--- BEGIN ---

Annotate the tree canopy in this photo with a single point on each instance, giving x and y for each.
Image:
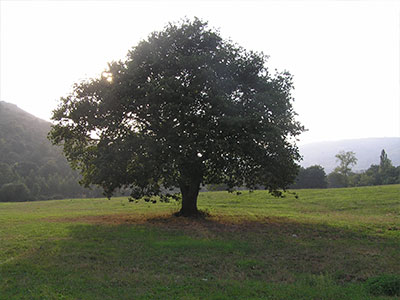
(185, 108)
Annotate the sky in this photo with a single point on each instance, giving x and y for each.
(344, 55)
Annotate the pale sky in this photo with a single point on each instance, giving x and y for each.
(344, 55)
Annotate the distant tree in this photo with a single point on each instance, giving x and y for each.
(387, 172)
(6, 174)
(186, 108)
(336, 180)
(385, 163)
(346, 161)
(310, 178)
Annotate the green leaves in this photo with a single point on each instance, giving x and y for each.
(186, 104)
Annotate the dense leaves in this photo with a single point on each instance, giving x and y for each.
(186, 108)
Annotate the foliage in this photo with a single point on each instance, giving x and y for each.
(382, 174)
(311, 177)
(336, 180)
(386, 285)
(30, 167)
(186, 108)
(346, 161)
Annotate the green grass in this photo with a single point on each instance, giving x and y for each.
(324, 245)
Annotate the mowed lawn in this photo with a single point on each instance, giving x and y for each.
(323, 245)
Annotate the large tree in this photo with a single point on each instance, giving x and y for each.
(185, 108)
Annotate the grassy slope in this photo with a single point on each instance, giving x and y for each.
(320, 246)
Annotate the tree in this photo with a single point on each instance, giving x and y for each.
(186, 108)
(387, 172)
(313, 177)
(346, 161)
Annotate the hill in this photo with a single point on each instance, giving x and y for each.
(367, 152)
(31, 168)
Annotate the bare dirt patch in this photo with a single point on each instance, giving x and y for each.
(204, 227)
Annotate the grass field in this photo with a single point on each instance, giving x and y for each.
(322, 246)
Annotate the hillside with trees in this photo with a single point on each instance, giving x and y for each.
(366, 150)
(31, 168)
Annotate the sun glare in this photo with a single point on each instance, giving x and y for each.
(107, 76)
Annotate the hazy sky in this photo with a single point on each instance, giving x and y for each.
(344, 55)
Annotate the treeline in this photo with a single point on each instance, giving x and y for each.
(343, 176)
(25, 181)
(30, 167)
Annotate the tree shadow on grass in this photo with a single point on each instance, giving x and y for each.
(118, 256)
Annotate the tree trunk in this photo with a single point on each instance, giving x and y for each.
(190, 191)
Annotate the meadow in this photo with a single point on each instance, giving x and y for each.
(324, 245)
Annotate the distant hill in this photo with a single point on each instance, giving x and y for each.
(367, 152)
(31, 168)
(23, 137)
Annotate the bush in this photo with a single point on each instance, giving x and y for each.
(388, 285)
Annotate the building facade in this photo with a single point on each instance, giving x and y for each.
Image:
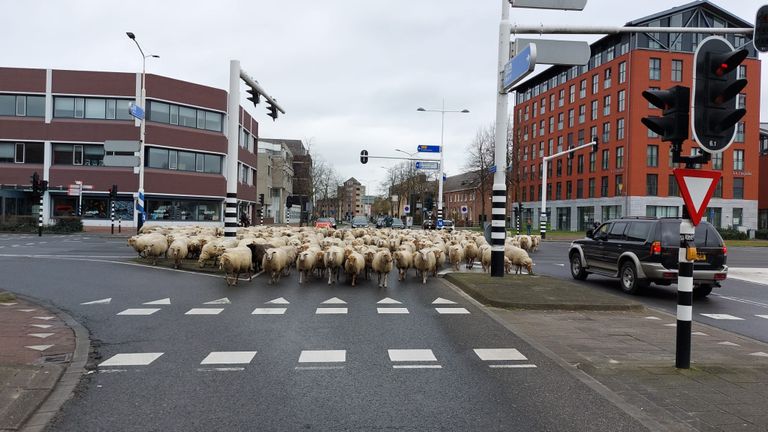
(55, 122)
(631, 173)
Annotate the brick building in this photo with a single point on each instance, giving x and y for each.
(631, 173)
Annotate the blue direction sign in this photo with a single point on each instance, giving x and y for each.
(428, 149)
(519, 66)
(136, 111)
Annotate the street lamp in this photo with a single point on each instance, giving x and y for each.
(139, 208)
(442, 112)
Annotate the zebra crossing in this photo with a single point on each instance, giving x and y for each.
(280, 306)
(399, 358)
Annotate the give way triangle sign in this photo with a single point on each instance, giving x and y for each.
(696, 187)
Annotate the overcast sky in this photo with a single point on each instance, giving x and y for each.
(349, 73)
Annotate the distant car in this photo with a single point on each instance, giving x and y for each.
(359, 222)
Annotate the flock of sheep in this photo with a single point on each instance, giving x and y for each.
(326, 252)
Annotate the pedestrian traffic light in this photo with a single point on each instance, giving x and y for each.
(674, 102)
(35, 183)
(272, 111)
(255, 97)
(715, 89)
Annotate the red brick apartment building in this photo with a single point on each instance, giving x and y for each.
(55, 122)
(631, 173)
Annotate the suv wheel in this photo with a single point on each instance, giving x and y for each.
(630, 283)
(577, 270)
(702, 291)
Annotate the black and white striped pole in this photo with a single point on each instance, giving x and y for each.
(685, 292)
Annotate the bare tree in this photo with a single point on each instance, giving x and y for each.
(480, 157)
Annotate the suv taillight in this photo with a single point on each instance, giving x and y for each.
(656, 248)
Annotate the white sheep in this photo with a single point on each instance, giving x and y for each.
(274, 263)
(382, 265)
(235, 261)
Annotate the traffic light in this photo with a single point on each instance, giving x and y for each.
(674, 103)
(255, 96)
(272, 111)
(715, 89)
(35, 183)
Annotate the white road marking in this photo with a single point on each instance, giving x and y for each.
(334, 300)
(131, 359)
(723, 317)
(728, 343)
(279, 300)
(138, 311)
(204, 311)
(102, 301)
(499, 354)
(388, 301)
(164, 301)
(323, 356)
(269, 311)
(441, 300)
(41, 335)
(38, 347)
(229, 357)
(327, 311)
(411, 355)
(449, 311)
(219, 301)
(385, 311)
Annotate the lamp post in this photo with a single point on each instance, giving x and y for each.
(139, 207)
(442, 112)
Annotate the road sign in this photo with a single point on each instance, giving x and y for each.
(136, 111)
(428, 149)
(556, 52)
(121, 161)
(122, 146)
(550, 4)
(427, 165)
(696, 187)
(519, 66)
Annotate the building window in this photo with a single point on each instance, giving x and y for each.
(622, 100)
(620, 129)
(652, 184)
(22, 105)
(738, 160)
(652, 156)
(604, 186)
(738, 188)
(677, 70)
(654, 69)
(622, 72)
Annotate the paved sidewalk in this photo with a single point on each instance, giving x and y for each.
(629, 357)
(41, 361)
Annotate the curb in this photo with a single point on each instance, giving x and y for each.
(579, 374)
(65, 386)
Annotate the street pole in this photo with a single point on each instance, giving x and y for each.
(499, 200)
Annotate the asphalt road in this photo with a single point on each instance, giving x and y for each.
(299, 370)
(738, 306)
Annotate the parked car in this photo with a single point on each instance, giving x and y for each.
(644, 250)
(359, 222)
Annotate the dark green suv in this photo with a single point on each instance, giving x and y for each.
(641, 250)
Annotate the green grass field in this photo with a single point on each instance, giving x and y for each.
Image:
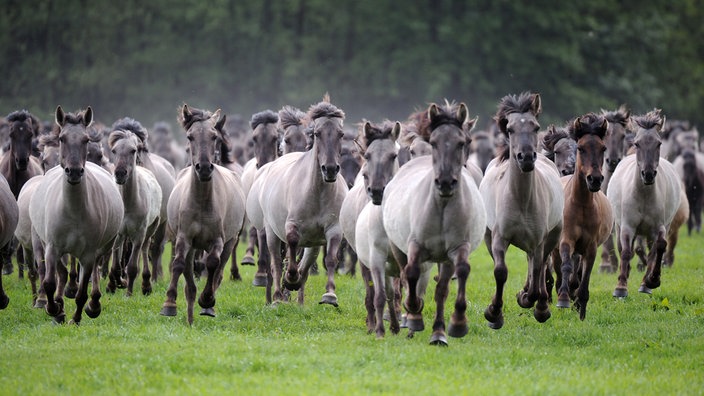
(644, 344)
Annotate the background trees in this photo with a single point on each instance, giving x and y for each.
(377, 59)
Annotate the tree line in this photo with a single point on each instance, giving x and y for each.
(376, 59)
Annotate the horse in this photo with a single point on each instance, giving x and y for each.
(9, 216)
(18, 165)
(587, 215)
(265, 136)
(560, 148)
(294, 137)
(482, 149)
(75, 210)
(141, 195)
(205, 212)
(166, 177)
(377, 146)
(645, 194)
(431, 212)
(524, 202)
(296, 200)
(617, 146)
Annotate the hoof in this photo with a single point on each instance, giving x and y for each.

--- END ---

Rewrite the stretch from the line containing "Annotate the background" through the end of the material, putting "pony" in place of "horse" and leaving everything else as it is.

Annotate the background trees in this photo with a single point on each instance, giving x and y for each.
(377, 59)
Annotate the tree line in this photo with a single point on each instance, giving x and y for each.
(376, 59)
Annotate the pony in this photo with a single point on each instance, giving x and y for each.
(9, 216)
(18, 165)
(587, 215)
(265, 136)
(560, 148)
(294, 137)
(482, 149)
(75, 210)
(141, 195)
(205, 212)
(166, 177)
(377, 146)
(645, 194)
(431, 212)
(524, 202)
(296, 200)
(617, 146)
Annotate the hoof in this photo with a single point on each instance, giving x and y for each.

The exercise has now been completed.